→ ARBEITSAUFTRÄGE:
(1) Auf welchem Ohr soll man laut Textauszug versuchen, den Satz „Gott ist Liebe“ zu hören?
(2) Schreibe aus dem Textauszug alle Sätze heraus, die mit einem Fragezeichen enden.

→ TEXTAUSZUG:
____

Wie viele Menschen haben eine große innere Not, an die Liebe Gottes zu glauben, im Angesicht von so viel Not und Elend in dieser Welt. Doch Gott offenbart sich in Jesus Christus als derjenige, der uns nicht mit ein paar klugen Gedanken über die Ursachen und den Sinn des Leidens abfertigt. Sondern der zu uns herabsteigt, auch in die tiefsten Tiefen des Leidens dieser Welt. Und auch in die tiefsten Abgründe der Sünde und des Bösen dieser Welt.
So und nicht anders hat Gott sich in Jesus Christus offenbart. Und ich füge hinzu: So und nicht anders hat Gott sich in Jesus Christus definitiv offenbart, allen Definitionsversuchen der Menschen zum Trotz.
Und da kommt nun auch das dritte Ohr ins Spiel. Versuchen wir einmal, den Satz "Gott ist Liebe" auf dem Beziehungsohr zu hören.
Ich denke noch einmal an jene Frau, deren Mann ihr die Liebe definieren wollte. Wie anders wäre das Gespräch verlaufen, wenn der Mann begriffen hätte, dass seine Frau mit ihrer Frage einzig und allein und ausschließlich (!) die Beziehungsebene gemeint hat.
Wenn sich nun Gott in seinem Wort uns als der Liebende zu erkennen gibt…
Wenn sich nun Gott in seinem Wort uns als der Liebende "offenbart", dann möchte auch er in eine Beziehung zu uns treten.
Ich denke, es ist nicht zu viel gesagt: Schon als Gott den Menschen geschaffen hat, hat er dies getan aus Liebe. Denn Liebe leidet, wenn sie kein Gegenüber hat. Liebe leidet, wenn sie nicht erwidert wird. Liebe braucht Beziehung, und wenn irgend möglich eine Nahbeziehung, keine Fernbeziehung.
Wie steht es um unsere Beziehung zu Gott?
Haben wir, wenn wir einmal ehrlich sind, überhaupt eine innere Beziehung zu Gott?
Und wenn ja: Pflegen wir eine eher distanzierte Fernbeziehung, oder aber eine Nahbeziehung?

____

→ ÜBERSICHT:

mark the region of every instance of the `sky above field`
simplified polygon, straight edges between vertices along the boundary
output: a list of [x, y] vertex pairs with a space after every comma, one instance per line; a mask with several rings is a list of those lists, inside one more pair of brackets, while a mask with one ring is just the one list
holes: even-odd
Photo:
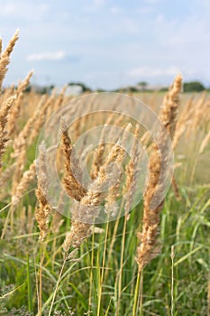
[[112, 89], [147, 81], [210, 86], [209, 0], [0, 0], [5, 47], [18, 28], [5, 84], [81, 81]]

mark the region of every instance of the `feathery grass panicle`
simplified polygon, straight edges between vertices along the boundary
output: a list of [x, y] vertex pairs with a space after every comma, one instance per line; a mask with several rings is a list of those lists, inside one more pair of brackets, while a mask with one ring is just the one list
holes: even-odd
[[140, 126], [136, 125], [134, 131], [134, 139], [132, 146], [132, 157], [129, 161], [129, 163], [126, 165], [125, 172], [126, 172], [126, 181], [123, 187], [123, 195], [125, 196], [125, 205], [124, 209], [127, 214], [130, 210], [132, 202], [132, 196], [135, 192], [136, 189], [136, 180], [138, 173], [138, 157], [140, 153], [138, 152], [138, 142], [140, 135]]
[[199, 149], [199, 153], [203, 153], [205, 151], [205, 148], [207, 146], [208, 143], [210, 142], [210, 131], [206, 134], [205, 138], [203, 139], [200, 149]]
[[12, 197], [12, 204], [14, 206], [17, 205], [22, 199], [22, 197], [25, 194], [26, 190], [28, 189], [29, 185], [32, 183], [33, 179], [35, 178], [36, 174], [36, 166], [35, 166], [35, 161], [31, 163], [28, 170], [26, 170], [20, 180], [20, 182], [18, 183], [16, 187], [16, 191]]
[[11, 135], [12, 134], [16, 131], [16, 134], [18, 133], [17, 131], [17, 118], [20, 116], [21, 112], [21, 107], [23, 106], [23, 91], [25, 88], [28, 87], [30, 83], [30, 79], [33, 74], [33, 70], [32, 70], [24, 79], [24, 80], [21, 81], [17, 87], [17, 89], [15, 91], [17, 95], [17, 99], [12, 107], [10, 116], [9, 116], [9, 121], [8, 121], [8, 129], [9, 129], [9, 135]]
[[[64, 117], [60, 120], [61, 128], [61, 148], [65, 157], [65, 176], [63, 183], [67, 193], [76, 200], [81, 200], [86, 195], [87, 190], [82, 187], [78, 181], [75, 178], [75, 174], [72, 172], [72, 156], [73, 156], [73, 145], [71, 139], [68, 133], [68, 127]], [[79, 166], [77, 166], [78, 168]]]
[[[18, 40], [19, 31], [17, 30], [12, 39], [10, 40], [7, 47], [2, 52], [0, 57], [0, 89], [2, 88], [2, 83], [5, 79], [5, 73], [7, 71], [7, 66], [10, 63], [10, 54], [14, 50], [15, 42]], [[1, 49], [2, 49], [2, 41], [1, 41]]]
[[91, 172], [90, 176], [92, 179], [96, 179], [100, 166], [103, 164], [104, 162], [104, 153], [105, 153], [105, 126], [107, 126], [113, 119], [114, 113], [108, 116], [108, 119], [106, 120], [104, 128], [102, 129], [101, 132], [101, 136], [100, 136], [100, 144], [97, 146], [97, 148], [94, 152], [94, 159], [93, 159], [93, 163], [91, 166]]
[[[115, 145], [114, 145], [114, 148], [113, 148], [114, 153], [114, 150], [117, 150], [116, 146], [118, 146], [118, 145], [120, 146], [119, 153], [115, 159], [115, 165], [117, 167], [117, 170], [116, 170], [116, 172], [114, 172], [114, 171], [112, 172], [112, 175], [113, 175], [113, 178], [115, 180], [115, 182], [109, 189], [108, 194], [105, 197], [105, 209], [109, 214], [112, 213], [113, 215], [114, 215], [118, 210], [116, 198], [119, 195], [119, 188], [120, 188], [120, 184], [121, 184], [122, 177], [123, 177], [123, 171], [122, 171], [121, 167], [122, 167], [122, 163], [123, 163], [123, 161], [124, 159], [124, 156], [125, 156], [125, 150], [123, 147], [126, 147], [125, 142], [126, 142], [126, 139], [128, 137], [127, 132], [129, 132], [131, 130], [131, 128], [132, 128], [132, 125], [131, 125], [131, 123], [129, 123], [126, 125], [126, 127], [124, 128], [124, 131], [123, 131], [123, 134], [122, 136], [122, 140], [120, 140], [120, 142], [118, 140], [118, 142], [116, 143]], [[118, 144], [118, 143], [120, 143], [120, 144]]]
[[[178, 75], [168, 92], [163, 107], [160, 114], [160, 119], [168, 131], [169, 135], [173, 138], [176, 116], [178, 106], [178, 94], [181, 90], [182, 78]], [[160, 253], [160, 246], [158, 245], [158, 230], [160, 222], [160, 214], [162, 209], [164, 200], [160, 201], [160, 204], [151, 209], [151, 201], [154, 194], [160, 187], [160, 176], [161, 168], [164, 169], [162, 163], [167, 161], [167, 148], [166, 148], [166, 134], [164, 130], [160, 131], [159, 144], [161, 144], [161, 154], [156, 144], [153, 144], [152, 152], [151, 153], [149, 162], [150, 179], [147, 189], [144, 193], [143, 200], [143, 218], [142, 218], [142, 232], [137, 233], [138, 238], [141, 240], [140, 246], [137, 247], [136, 261], [139, 265], [139, 271], [148, 265]], [[162, 162], [162, 160], [164, 162]], [[164, 170], [163, 170], [164, 172]]]
[[36, 197], [39, 206], [35, 209], [35, 218], [40, 228], [40, 239], [44, 240], [49, 231], [49, 217], [52, 212], [51, 205], [49, 201], [49, 183], [50, 176], [47, 168], [47, 158], [44, 144], [39, 148], [39, 158], [37, 161], [37, 189]]
[[0, 188], [5, 185], [7, 181], [11, 178], [14, 169], [16, 167], [16, 163], [14, 163], [10, 166], [8, 166], [0, 175]]
[[53, 99], [54, 99], [53, 95], [50, 96], [44, 104], [43, 102], [46, 100], [46, 96], [43, 96], [43, 98], [41, 99], [40, 105], [37, 110], [34, 112], [34, 121], [33, 121], [32, 133], [29, 135], [28, 144], [32, 144], [34, 141], [34, 139], [37, 137], [38, 134], [40, 133], [41, 129], [42, 128], [45, 123], [45, 119], [47, 117], [48, 110], [52, 105]]
[[[125, 128], [127, 132], [131, 128], [128, 125]], [[125, 139], [126, 133], [123, 132], [123, 139]], [[106, 157], [104, 164], [100, 167], [97, 178], [89, 186], [86, 195], [73, 205], [71, 209], [71, 228], [70, 231], [67, 233], [66, 239], [63, 244], [63, 248], [66, 253], [68, 252], [70, 246], [78, 247], [84, 239], [91, 234], [91, 225], [89, 219], [92, 221], [98, 216], [98, 209], [102, 201], [105, 200], [107, 193], [102, 190], [103, 185], [109, 181], [112, 178], [111, 172], [107, 172], [107, 167], [110, 163], [119, 163], [123, 157], [123, 149], [120, 147], [119, 143], [115, 144]]]
[[8, 115], [15, 100], [16, 96], [10, 97], [5, 102], [3, 103], [0, 108], [0, 171], [2, 170], [3, 154], [5, 152], [5, 148], [8, 143]]

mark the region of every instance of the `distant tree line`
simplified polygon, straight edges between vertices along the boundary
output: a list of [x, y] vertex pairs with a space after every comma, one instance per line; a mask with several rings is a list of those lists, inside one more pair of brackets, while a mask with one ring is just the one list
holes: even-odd
[[[81, 87], [81, 92], [92, 92], [93, 89], [91, 89], [89, 87], [85, 85], [82, 82], [78, 82], [78, 81], [72, 81], [68, 84], [68, 86], [80, 86]], [[30, 92], [32, 89], [34, 89], [36, 92], [40, 94], [50, 94], [51, 90], [55, 88], [53, 85], [50, 86], [29, 86], [26, 88], [26, 92]], [[114, 90], [112, 90], [112, 92], [124, 92], [124, 93], [129, 93], [129, 92], [152, 92], [155, 88], [151, 88], [150, 85], [146, 81], [141, 81], [137, 83], [135, 86], [128, 86], [124, 88], [120, 88]], [[163, 87], [163, 88], [157, 88], [159, 91], [167, 91], [168, 87]], [[183, 91], [184, 92], [201, 92], [204, 90], [210, 91], [210, 87], [206, 88], [203, 83], [200, 81], [188, 81], [188, 82], [184, 82], [183, 84]], [[96, 92], [104, 92], [105, 89], [102, 88], [97, 88], [96, 89]]]

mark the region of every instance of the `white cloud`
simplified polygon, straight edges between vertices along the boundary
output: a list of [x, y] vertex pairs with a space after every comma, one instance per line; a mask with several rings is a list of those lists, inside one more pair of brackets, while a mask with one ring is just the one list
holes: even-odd
[[167, 69], [160, 68], [150, 68], [150, 67], [140, 67], [129, 71], [131, 77], [159, 77], [159, 76], [173, 76], [179, 72], [178, 67], [169, 67]]
[[26, 57], [28, 61], [42, 61], [42, 60], [60, 60], [66, 57], [63, 51], [48, 51], [30, 54]]
[[27, 3], [21, 0], [8, 1], [1, 5], [0, 16], [39, 20], [49, 11], [49, 8], [48, 4]]

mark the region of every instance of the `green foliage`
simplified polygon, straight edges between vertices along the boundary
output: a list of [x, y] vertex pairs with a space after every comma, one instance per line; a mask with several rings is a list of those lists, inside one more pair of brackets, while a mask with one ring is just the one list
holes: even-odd
[[199, 81], [185, 82], [184, 92], [200, 92], [205, 90], [205, 86]]

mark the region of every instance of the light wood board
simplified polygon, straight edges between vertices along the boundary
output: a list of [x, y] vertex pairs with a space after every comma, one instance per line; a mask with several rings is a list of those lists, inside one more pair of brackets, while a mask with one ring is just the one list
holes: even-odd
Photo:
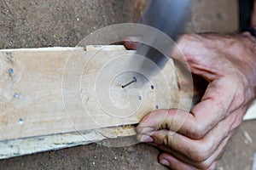
[[121, 63], [133, 54], [120, 46], [1, 50], [0, 158], [134, 135], [129, 125], [156, 107], [189, 110], [189, 90], [179, 87], [186, 76], [172, 60], [150, 82], [121, 88], [133, 76], [119, 74]]

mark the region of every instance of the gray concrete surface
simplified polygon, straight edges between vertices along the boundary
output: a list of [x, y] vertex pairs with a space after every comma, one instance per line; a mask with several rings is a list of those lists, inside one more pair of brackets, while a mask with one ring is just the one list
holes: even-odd
[[[0, 48], [75, 46], [98, 28], [137, 21], [143, 2], [1, 0]], [[233, 32], [236, 30], [236, 0], [195, 0], [187, 31]], [[255, 122], [244, 122], [237, 130], [217, 169], [250, 170], [256, 152]], [[245, 133], [253, 143], [245, 137]], [[1, 160], [0, 169], [166, 169], [157, 162], [159, 152], [143, 144], [122, 148], [91, 144]]]

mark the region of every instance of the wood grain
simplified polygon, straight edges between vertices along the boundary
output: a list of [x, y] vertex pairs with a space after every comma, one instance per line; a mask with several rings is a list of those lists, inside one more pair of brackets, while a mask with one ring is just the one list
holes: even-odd
[[140, 85], [145, 77], [136, 75], [124, 89], [135, 75], [125, 70], [134, 51], [86, 49], [0, 50], [0, 158], [134, 135], [130, 125], [156, 107], [189, 110], [189, 74], [172, 60], [150, 82]]

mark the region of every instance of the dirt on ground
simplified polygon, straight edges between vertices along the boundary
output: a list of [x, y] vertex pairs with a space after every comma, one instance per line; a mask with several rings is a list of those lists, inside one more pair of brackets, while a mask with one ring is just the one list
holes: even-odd
[[[187, 31], [237, 30], [236, 0], [195, 2]], [[0, 0], [0, 48], [73, 47], [103, 26], [137, 22], [144, 3], [145, 0]], [[245, 122], [237, 130], [217, 169], [252, 168], [256, 152], [255, 122]], [[166, 169], [158, 163], [159, 153], [144, 144], [117, 148], [91, 144], [1, 160], [0, 169]]]

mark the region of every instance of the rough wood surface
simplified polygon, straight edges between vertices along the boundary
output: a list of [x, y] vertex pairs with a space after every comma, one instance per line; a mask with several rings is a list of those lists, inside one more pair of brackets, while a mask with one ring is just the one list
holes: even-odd
[[[134, 127], [123, 126], [156, 107], [189, 109], [191, 84], [172, 60], [150, 82], [124, 89], [133, 73], [118, 74], [125, 67], [120, 61], [134, 52], [118, 46], [86, 49], [0, 50], [0, 158], [134, 135]], [[113, 77], [110, 87], [107, 75]], [[182, 83], [187, 91], [180, 90]], [[109, 89], [111, 103], [97, 96], [98, 88]], [[255, 118], [253, 110], [246, 118]]]

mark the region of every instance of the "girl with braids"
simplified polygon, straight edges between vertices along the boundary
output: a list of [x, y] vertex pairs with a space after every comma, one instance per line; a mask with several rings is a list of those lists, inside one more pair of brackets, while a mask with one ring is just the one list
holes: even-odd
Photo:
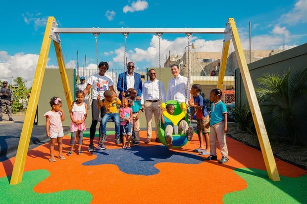
[[55, 162], [53, 151], [55, 143], [57, 142], [58, 145], [58, 159], [61, 160], [66, 158], [62, 155], [63, 150], [63, 144], [62, 140], [64, 136], [62, 121], [65, 120], [64, 112], [61, 109], [62, 102], [61, 99], [53, 96], [49, 102], [51, 106], [51, 111], [49, 111], [44, 115], [46, 117], [46, 134], [50, 137], [50, 157], [49, 162]]

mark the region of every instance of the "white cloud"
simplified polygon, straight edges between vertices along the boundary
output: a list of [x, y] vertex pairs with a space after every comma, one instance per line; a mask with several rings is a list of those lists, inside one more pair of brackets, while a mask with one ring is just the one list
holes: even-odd
[[295, 3], [294, 8], [289, 12], [283, 14], [280, 20], [288, 24], [299, 22], [307, 22], [307, 0], [299, 0]]
[[148, 7], [148, 2], [146, 0], [137, 0], [136, 1], [132, 1], [131, 5], [126, 5], [123, 8], [123, 12], [127, 13], [135, 11], [143, 11]]
[[108, 10], [105, 12], [105, 14], [104, 14], [104, 16], [106, 17], [108, 20], [110, 21], [113, 20], [113, 19], [114, 19], [114, 17], [115, 17], [115, 15], [116, 14], [116, 13], [114, 11], [113, 11], [113, 10], [110, 11], [109, 10]]
[[290, 36], [290, 33], [286, 29], [285, 27], [281, 27], [279, 25], [275, 26], [272, 32], [274, 34], [284, 35], [287, 39]]
[[[22, 13], [22, 17], [23, 17], [23, 21], [27, 24], [30, 24], [31, 23], [34, 23], [34, 29], [36, 31], [37, 31], [39, 28], [41, 27], [45, 27], [47, 23], [47, 20], [48, 20], [47, 17], [34, 17], [33, 14], [32, 13], [29, 13], [28, 12], [26, 12], [26, 14]], [[37, 13], [35, 16], [37, 16], [41, 15], [41, 13]]]

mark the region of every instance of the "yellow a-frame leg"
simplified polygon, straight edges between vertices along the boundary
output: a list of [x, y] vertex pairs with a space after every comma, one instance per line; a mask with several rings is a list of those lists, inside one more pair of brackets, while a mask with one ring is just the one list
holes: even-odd
[[13, 168], [13, 172], [10, 180], [10, 184], [17, 184], [21, 181], [23, 170], [24, 168], [27, 153], [29, 149], [29, 143], [31, 134], [33, 127], [33, 122], [35, 117], [35, 112], [38, 103], [39, 97], [41, 92], [41, 88], [44, 79], [45, 69], [47, 63], [47, 59], [50, 48], [51, 39], [49, 35], [53, 20], [55, 19], [53, 17], [48, 18], [46, 29], [45, 31], [44, 39], [40, 52], [38, 62], [36, 67], [36, 71], [34, 75], [33, 83], [31, 90], [28, 106], [26, 112], [24, 122], [22, 126], [22, 130], [20, 135], [19, 144], [17, 151], [16, 159]]
[[[277, 167], [274, 159], [271, 145], [267, 136], [267, 133], [266, 132], [263, 119], [260, 111], [253, 82], [252, 82], [250, 71], [247, 66], [247, 63], [246, 63], [246, 60], [243, 52], [243, 49], [239, 38], [236, 23], [233, 18], [229, 18], [228, 21], [232, 32], [232, 41], [235, 48], [236, 57], [237, 57], [240, 71], [242, 76], [242, 81], [244, 84], [244, 88], [246, 92], [249, 104], [251, 108], [266, 171], [270, 179], [273, 181], [280, 181], [280, 178], [278, 174]], [[227, 53], [224, 54], [227, 55]], [[225, 64], [226, 65], [226, 63]], [[224, 70], [223, 71], [225, 72]], [[224, 75], [223, 75], [223, 76]]]
[[61, 45], [53, 41], [53, 44], [55, 49], [55, 53], [56, 54], [56, 59], [57, 59], [57, 64], [58, 68], [60, 71], [61, 79], [62, 80], [62, 83], [64, 88], [64, 92], [65, 93], [65, 97], [66, 97], [67, 105], [68, 106], [68, 110], [70, 110], [71, 104], [72, 104], [72, 97], [71, 92], [70, 92], [70, 88], [69, 87], [69, 82], [68, 82], [68, 78], [65, 69], [65, 63], [63, 58], [63, 53], [62, 52], [62, 48]]
[[227, 57], [228, 56], [228, 50], [230, 41], [224, 43], [223, 45], [223, 51], [222, 51], [222, 59], [221, 66], [218, 72], [218, 80], [217, 80], [217, 88], [222, 90], [223, 88], [223, 81], [226, 71], [226, 65], [227, 63]]

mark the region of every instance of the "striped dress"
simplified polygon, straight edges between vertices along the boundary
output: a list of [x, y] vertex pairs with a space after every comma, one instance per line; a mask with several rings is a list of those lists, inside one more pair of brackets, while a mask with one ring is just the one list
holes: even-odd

____

→ LÖSUNGEN:
(1) Auf dem Beziehungsohr.

(2)
- Wie steht es um unsere Beziehung zu Gott?
- Haben wir, wenn wir einmal ehrlich sind, überhaupt eine innere Beziehung zu Gott?
- Und wenn ja: Pflegen wir eine eher distanzierte Fernbeziehung, oder aber eine Nahbeziehung?